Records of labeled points
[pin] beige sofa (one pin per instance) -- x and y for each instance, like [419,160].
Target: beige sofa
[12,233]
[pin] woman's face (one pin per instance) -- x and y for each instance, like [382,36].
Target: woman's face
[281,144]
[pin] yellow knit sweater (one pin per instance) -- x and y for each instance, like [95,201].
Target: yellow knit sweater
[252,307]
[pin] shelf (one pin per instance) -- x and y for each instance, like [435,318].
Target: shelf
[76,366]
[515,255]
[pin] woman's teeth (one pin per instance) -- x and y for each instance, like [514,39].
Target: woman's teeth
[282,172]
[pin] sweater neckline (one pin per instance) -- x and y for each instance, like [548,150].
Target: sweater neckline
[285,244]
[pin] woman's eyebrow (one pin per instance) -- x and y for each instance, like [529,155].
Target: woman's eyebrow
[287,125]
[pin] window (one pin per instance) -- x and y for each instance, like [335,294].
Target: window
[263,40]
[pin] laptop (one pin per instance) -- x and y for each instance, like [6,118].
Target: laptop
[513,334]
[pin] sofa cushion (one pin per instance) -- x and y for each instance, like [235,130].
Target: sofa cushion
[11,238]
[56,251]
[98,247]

**INSTRUCTIONS TO FOLLOW**
Please present every line of the records above as a numbered list, leaving out any blank lines.

**FINISHED EXERCISE**
1. [pin] beige sofa (one pin per instance) -- x and y for each instance, like [419,160].
2. Target: beige sofa
3. [12,233]
4. [pin] woman's face (one pin per instance) -- x and y for each instance, like [382,36].
5. Target: woman's face
6. [281,144]
7. [pin] yellow knit sweater (one pin per instance) -- x and y for each instance, like [95,201].
8. Target: yellow knit sweater
9. [252,307]
10. [pin] shelf (one pin per instance) -- x and y for each instance, like [435,318].
11. Target: shelf
12. [76,366]
13. [515,255]
14. [pin] woman's teeth (one pin per instance) -- x and y for each instance, like [514,39].
15. Target: woman's teeth
16. [282,172]
17. [pin] sweater neckline (one pin per instance) -- x and y for each instance, like [548,150].
18. Target: sweater neckline
19. [285,244]
20. [pin] woman's eyebrow (one pin per instance) -- x and y for each instance, like [529,155].
21. Target: woman's eyebrow
22. [287,125]
23. [pin] window (one pin per instance) -- x and y for each instance, like [335,294].
24. Target: window
25. [263,40]
26. [pin] laptop (one pin per instance) -- x and y for each instance, like [6,118].
27. Target: laptop
28. [513,334]
29. [pin] sofa cushion (one pin per instance) -- x and y for each instance, like [235,130].
30. Target: sofa cushion
31. [11,238]
32. [56,251]
33. [98,247]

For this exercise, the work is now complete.